XI
HE AQUI QUE VENGO PRONTO
Apoc. XXII, 7
Es doloroso para nuestro
espíritu humano que siempre trata de apoyarse sobre realidades concretas tener
que resignarse a abandonar lo conocido, la tierra firme, para reconocerse
vencido y decir: "no sé, no comprendo, pero, someto mi juicio y renuncio a
penetrar más adelante".
Los faroles de los
automóviles deslumbran en el camino obscuro. Igualmente los faros de los misterios
futuros nos ciegan por su luz demasiado intensa, a menos que por la pureza de
la mirada pongamos todo nuestro cuerpo bajo la acción de la luz divina (Luc. XI,
33-36). Y aún así seguiremos siendo unos pobres hombres.
Entre los misterios que nos deslumbran y nos ciegan a la vez está
"el misterio del tiempo" del cual vamos a tratar de balbucir alguna
cosa.
¿Cómo explicar que
aparentemente los evangelistas, los apóstoles Pedro, Pablo, Santiago, Judas
Tadeo y Juan parecen creer inminente la vuelta del Señor Jesús? Cuatro veces en
el Apocalipsis, hablando Jesús de sí mismo, dice a Juan: "He aquí vengo pronto"[1] y esta es la última palabra
de esperanza del Esposo a la Esposa, la suprema palabra alentadora: "¡Sí,
vengo pronto!".
Esta espera de los Evangelistas que a primera vista parece errada,
coloca a la mayor parte de los cristianos en el campo de los "burlones"
de que habla San Pedro: "Vendrán impostores burlones que, mientras viven según sus propias
concupiscencias, dirán: “¿Dónde está la promesa de su Parusía? Pues desde que
los padres se durmieron todo permanece lo mismo que desde el principio de la
creación” (II
Ped. III, 3-4). Pensamos a menudo como ellos ¿no es verdad?
Entonces los exégetas
recurren a numerosas explicaciones para justificar la enseñanza de Jesús y de
los apóstoles sobre este punto.
Después de haber meditado
mucho sobre los textos que anuncian la Parusía, daremos aquí algunas de nuestras
conclusiones.
Cuando San Pablo dijo a los tesalonicenses: "Nosotros, los vivientes
que quedemos hasta la Parusía del Señor" (I Tes. IV, 15), habló como lo hicieron por ejemplo nuestros
abuelos, testigos de los desastres de 1870[2]. "Reconquistaremos —decían— la Alsacia
y la Lorena. Su edad avanzada no les permitía pensar que participarían en una
revancha muy próxima, pero la veían, sin embargo, realizada en esperanza. El
"Nosotros" era toda la Francia que hablaba por ellos. El
"Nosotros los vivientes", de San Pablo, es la Iglesia terrestre.
Cuando Jesús venga, habrá personas vivas y a estos vivientes se refiere el
Apóstol. Pablo como cristiano se
incorpora a la Iglesia de todos los tiempos, exactamente como un francés habla
en nombre de la Francia de todos los tiempos: ¡Nosotros los vivos!... ¡Nosotros
los franceses!
Ahora si los apóstoles
hablan de la vuelta de Jesús como próxima, San Pablo pone en guardia a los
tesalonicenses contra toda falsa interpretación.

Datos de entrada -

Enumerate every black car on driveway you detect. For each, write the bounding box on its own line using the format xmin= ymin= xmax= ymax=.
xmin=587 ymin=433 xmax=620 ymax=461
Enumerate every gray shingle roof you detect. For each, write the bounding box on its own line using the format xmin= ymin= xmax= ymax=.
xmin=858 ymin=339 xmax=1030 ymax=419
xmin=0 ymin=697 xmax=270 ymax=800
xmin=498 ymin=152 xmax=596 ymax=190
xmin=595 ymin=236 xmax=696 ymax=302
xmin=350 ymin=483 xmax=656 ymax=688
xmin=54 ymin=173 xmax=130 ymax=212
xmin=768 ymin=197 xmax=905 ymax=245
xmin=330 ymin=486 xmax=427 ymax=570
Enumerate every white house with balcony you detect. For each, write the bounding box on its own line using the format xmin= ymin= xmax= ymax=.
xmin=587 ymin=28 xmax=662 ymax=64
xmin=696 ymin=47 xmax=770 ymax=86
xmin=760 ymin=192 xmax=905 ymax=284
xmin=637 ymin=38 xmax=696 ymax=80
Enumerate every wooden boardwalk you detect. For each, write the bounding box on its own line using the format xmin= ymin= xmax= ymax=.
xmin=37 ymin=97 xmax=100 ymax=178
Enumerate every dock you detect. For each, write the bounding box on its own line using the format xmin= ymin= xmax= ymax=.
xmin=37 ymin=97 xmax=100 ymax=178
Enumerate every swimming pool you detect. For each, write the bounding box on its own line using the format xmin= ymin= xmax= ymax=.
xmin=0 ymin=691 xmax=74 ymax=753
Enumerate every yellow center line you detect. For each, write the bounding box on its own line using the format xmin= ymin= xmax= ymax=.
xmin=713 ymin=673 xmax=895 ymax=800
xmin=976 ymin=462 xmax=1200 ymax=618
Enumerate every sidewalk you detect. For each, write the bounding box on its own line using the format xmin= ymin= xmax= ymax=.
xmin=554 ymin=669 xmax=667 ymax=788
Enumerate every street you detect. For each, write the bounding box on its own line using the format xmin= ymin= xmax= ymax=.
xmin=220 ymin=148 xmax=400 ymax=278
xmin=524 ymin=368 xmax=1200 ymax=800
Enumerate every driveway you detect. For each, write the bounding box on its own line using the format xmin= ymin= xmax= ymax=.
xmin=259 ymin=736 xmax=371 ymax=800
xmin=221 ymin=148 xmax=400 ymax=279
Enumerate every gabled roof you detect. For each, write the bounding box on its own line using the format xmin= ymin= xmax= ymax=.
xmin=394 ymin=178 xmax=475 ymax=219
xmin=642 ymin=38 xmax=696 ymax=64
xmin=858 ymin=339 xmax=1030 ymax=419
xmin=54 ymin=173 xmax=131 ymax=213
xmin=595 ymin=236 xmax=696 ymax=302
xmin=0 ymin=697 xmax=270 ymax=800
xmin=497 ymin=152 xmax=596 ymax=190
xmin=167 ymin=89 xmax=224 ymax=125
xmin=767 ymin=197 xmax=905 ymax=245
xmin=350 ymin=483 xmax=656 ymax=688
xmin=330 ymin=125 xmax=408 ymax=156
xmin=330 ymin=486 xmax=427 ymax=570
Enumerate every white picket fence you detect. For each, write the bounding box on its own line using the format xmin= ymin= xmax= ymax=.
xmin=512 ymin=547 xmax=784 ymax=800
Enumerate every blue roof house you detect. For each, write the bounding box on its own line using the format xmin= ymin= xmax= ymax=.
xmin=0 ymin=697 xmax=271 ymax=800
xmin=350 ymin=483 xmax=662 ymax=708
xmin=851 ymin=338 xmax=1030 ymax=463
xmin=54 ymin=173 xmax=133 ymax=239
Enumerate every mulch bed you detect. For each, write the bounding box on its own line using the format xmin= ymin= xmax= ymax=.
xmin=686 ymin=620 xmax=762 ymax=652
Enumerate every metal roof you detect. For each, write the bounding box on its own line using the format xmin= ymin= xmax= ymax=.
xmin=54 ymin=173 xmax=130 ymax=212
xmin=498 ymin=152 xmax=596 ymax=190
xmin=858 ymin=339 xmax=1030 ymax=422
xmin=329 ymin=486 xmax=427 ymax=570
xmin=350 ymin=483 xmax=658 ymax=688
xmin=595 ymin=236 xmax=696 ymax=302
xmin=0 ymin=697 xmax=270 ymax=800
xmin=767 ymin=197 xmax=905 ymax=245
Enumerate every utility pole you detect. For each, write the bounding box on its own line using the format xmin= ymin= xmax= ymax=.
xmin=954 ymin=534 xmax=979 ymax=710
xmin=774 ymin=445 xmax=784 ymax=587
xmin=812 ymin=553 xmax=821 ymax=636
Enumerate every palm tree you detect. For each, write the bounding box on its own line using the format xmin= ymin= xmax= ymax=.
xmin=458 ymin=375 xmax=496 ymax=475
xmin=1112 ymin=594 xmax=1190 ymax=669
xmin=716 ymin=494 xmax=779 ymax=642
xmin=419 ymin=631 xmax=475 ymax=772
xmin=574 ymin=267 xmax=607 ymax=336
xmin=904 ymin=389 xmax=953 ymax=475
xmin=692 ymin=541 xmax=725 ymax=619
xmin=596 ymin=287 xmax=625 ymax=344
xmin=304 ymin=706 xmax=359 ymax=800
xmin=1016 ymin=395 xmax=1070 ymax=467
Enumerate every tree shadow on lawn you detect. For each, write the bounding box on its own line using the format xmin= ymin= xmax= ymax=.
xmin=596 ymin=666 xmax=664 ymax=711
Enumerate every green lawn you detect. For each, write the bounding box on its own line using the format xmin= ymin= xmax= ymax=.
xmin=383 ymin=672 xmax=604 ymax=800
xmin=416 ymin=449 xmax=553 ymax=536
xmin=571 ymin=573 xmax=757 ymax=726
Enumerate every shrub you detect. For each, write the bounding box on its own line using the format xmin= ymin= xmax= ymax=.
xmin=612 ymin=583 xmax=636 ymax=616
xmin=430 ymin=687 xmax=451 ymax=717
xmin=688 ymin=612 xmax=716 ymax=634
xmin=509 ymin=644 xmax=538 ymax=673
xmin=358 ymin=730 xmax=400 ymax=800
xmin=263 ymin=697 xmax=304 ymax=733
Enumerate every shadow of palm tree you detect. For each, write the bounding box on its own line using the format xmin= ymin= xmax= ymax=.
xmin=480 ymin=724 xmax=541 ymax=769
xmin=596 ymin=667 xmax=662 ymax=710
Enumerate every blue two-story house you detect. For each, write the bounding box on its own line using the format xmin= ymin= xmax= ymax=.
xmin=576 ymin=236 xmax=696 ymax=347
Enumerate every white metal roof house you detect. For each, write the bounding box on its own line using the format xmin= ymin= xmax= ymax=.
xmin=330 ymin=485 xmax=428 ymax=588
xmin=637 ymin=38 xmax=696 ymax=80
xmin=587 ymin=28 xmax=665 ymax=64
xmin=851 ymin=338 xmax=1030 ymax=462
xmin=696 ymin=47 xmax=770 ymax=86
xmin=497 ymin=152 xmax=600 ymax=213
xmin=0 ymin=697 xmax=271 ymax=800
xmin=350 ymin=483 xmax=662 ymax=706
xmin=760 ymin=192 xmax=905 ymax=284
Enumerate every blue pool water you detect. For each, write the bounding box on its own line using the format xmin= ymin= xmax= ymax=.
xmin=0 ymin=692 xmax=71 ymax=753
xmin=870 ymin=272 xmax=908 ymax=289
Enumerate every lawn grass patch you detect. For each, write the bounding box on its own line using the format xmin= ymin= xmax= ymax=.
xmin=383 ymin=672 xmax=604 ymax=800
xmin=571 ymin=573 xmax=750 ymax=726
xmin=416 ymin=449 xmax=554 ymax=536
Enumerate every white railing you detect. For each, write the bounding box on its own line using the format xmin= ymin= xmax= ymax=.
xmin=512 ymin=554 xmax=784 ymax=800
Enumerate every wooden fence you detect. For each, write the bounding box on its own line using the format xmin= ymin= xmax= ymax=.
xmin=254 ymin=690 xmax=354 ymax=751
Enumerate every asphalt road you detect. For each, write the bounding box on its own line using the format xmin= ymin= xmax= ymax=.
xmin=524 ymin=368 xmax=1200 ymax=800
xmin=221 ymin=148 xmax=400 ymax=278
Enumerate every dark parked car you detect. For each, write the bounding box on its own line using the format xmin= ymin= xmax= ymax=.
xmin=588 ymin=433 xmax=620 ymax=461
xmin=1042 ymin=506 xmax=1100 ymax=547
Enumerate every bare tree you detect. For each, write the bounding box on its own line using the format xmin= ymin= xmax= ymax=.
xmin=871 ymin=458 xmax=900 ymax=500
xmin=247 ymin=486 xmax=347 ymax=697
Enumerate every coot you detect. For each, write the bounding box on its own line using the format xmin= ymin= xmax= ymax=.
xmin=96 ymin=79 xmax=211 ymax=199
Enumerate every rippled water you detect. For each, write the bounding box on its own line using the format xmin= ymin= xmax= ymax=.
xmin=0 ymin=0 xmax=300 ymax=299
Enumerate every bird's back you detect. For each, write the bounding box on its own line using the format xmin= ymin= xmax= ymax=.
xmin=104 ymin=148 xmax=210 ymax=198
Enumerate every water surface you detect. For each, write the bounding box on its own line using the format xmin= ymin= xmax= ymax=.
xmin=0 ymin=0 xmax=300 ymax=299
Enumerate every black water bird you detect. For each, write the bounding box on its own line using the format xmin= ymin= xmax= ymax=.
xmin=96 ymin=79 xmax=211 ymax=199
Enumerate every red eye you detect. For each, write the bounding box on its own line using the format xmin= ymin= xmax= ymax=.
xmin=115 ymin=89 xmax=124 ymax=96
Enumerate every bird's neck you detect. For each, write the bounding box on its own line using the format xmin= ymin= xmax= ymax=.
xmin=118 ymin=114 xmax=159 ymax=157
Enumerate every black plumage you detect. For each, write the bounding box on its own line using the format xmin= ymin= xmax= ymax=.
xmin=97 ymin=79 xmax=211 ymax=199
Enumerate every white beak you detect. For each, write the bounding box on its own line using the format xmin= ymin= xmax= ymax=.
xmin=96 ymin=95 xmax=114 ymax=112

Ejercicios -
[a] Reproduce sin cambios el tramo de las entradas que empieza en la línea que contiene "Enumerate every sidewalk" y termina en la que contiene "xmin=554 ymin=669 xmax=667 ymax=788", con ambas incluidas.
[b] Prolonga el texto sobre la Parusía a partir de su última frase.

Respuestas por tarea -
[a]
Enumerate every sidewalk you detect. For each, write the bounding box on its own line using the format xmin= ymin= xmax= ymax=.
xmin=554 ymin=669 xmax=667 ymax=788

[b]
Dice el Apóstol:
"Pero, con respecto a la Parusía de nuestro Señor Jesucristo y nuestra
común unión a Él, os rogamos, hermanos, que no os apartéis con ligereza del
buen sentir y no os dejéis perturbar, ni por espíritu, ni por palabra, ni por
pretendida carta nuestra en el sentido de que el día del Señor ya llega. Nadie
os engañe en manera alguna, porque primero debe venir la apostasía y hacerse
manifiesto el hombre de iniquidad, el hijo de perdición"
(II Tes. II, 1-3).
En realidad los apóstoles
consideraban que después de la Ascensión y de Pentecostés los únicos acontecimientos
importantes de esperar eran el advenimiento de Jesús y la resurrección de los
cuerpos por el complemento del misterio de Cristo.
Hicieron, pues, de estas
dos promesas: Retorno y resurrección de entre los muertos, las bases de su
confianza y de sus epístolas. Habían comprendido que el primer acto del gran
drama de la Redención anunciada en el Edén, había concluido. Quedaba el segundo
acto. Entonces toda su preocupación era iniciar a los cristianos de todos los
tiempos en seguir su desarrollo del cual la conclusión será el nuevo "Ecce vengo", "He aquí que vengo".
Pero lo que nos abisma y
nos descorazona es el misterio del tiempo.
Cuando dirigimos nuestra
mirada, ora sobre los siglos transcurridos, ora sobre los siglos que han de
venir, sentimos que hay un abismo infranqueable entre el hombre finito y Dios
infinito.
Moisés en su oración trata
de poner al alcance de la inteligencia humana el tiempo fuera del tiempo. Nos dice que para Dios "mil años
son a sus ojos como el día de ayer cuando ya pasó y como una vigilia de la
noche" (Sal. XC, 4).
San Pedro citará este
texto en su segunda epístola a propósito de la paciencia del cristiano al esperar
el retorno de Jesús (II Ped. III, 8).
Si para Dios mil años son
"como una vigilia de la noche", 4.000 años son como una noche, puesto
que la noche romana tiene cuatro vigilias.
Entonces, si Jesús hace
esperar todavía 2.000 años su venida, este tiempo que tan largo nos parece, ¡será
menos de una noche para Dios!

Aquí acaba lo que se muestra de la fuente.